## BEGIN Records supplied

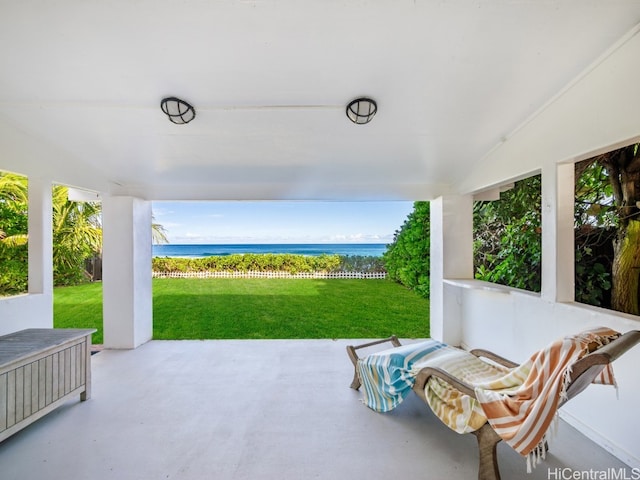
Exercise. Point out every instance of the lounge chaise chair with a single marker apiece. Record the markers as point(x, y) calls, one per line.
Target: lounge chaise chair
point(473, 392)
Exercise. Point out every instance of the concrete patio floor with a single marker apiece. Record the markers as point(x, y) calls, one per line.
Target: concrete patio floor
point(233, 410)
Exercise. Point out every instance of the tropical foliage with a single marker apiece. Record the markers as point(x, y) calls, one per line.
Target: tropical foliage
point(608, 209)
point(507, 241)
point(77, 235)
point(407, 258)
point(13, 237)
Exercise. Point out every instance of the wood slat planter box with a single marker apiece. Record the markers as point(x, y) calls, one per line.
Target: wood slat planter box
point(40, 369)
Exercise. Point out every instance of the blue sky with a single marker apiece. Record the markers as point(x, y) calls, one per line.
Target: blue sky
point(280, 222)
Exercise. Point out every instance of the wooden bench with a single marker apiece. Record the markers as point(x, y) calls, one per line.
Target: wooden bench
point(40, 369)
point(583, 372)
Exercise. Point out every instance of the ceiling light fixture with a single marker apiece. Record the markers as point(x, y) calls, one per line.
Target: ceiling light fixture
point(178, 111)
point(361, 110)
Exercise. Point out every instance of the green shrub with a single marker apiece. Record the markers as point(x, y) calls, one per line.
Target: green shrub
point(407, 258)
point(254, 262)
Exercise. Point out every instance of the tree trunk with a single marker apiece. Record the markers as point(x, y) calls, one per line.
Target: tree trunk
point(626, 270)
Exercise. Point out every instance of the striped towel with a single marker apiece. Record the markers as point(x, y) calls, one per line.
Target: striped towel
point(522, 416)
point(388, 376)
point(460, 412)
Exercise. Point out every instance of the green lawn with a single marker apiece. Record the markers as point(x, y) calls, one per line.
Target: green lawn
point(261, 309)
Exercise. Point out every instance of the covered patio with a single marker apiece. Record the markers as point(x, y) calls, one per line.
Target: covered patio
point(471, 96)
point(234, 410)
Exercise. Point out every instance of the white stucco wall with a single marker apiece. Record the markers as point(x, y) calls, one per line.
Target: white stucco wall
point(597, 113)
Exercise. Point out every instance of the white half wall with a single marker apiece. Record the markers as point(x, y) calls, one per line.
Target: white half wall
point(596, 113)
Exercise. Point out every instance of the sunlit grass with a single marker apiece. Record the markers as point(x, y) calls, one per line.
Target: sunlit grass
point(262, 309)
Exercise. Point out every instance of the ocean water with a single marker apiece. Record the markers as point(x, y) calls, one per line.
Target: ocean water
point(344, 249)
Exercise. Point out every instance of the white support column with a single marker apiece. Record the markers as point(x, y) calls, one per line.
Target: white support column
point(127, 310)
point(558, 250)
point(451, 258)
point(40, 237)
point(40, 248)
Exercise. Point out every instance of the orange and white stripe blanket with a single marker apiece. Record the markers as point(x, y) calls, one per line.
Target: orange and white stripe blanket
point(519, 403)
point(522, 414)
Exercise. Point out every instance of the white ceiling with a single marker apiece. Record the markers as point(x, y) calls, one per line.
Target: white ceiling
point(270, 80)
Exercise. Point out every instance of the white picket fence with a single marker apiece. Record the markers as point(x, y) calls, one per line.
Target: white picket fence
point(256, 274)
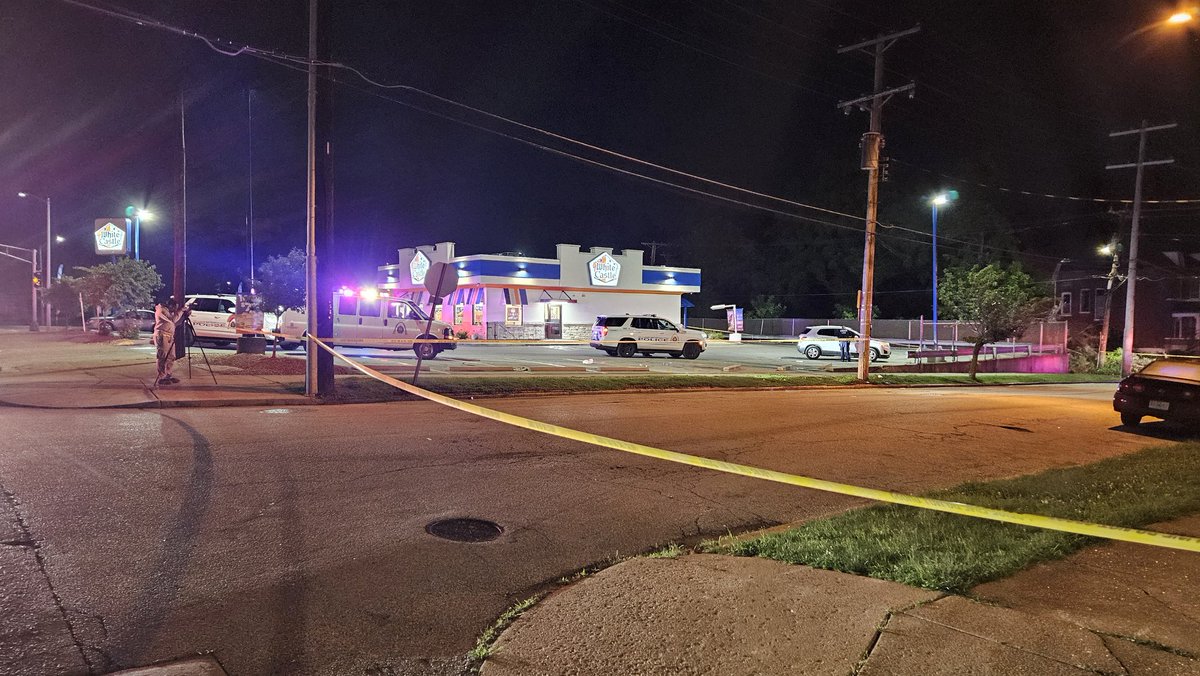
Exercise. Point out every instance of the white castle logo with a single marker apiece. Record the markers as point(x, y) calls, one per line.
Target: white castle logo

## END Records supplied

## What you have to do
Write out every line from the start of the records through the line containing "point(261, 309)", both ends included, with the requests kept as they are. Shift each coordinate in the answers by adding 139 to it, and leave the pictures out.

## Answer below
Exercise. Point out every instance of the lounge chaise chair with a single marker apiece. Record the markers as point(x, y) calls, one per line.
Target: lounge chaise chair
point(612, 531)
Exercise. Point out every instance of the concrete patio floor with a single marker apiece. Record the markers as point(x, y) calls, one per line.
Target: concrete patio floor
point(372, 549)
Exercise. Point out every instance of the tropical foliage with a single marker apiece. Record the markers as point(x, y) calls, one per line.
Target: tropical foliage
point(747, 348)
point(646, 380)
point(216, 374)
point(546, 397)
point(152, 376)
Exercise. Point out every instance of the wood slat planter box with a single marker apiece. Record the markers as point(x, y) calls, one per line.
Target: wood slat planter box
point(179, 508)
Exercise. Point out every instance of the blue sky with a single marker apiece. Record the markers as point(x, y) calls, one per line.
Target: blue sky
point(419, 361)
Exercise. Point out every instance of the wooden bench with a single marker apiece. Record the markers as point(x, y) calls, one per line.
Target: wooden bench
point(179, 508)
point(722, 511)
Exercise. Point out every instance of the ceiling light fixture with a single marker apiece. Record the markers as point(x, y) calls, one per line.
Target: ceiling light fixture
point(317, 250)
point(500, 249)
Exercise. Point out every instance of the green shrub with a single marker apiece. Record the markers as point(x, y) calls, one per line.
Target: green shrub
point(546, 397)
point(393, 401)
Exercise. Point out every instance of the tree trunk with a single marker apiece. Record the markers as point(x, y) calls, one per line.
Target: tree trunk
point(765, 409)
Exercise. Point out every instance of the striped towel with a single marker apiece. Record the markers as point(x, y) calls, one per line.
Target: striped towel
point(661, 555)
point(527, 515)
point(599, 551)
Exercise. Point out every instance of the green lawn with a single marker apiece. Record the markers as point(x, y) calls, one per line.
Target: green lawn
point(400, 448)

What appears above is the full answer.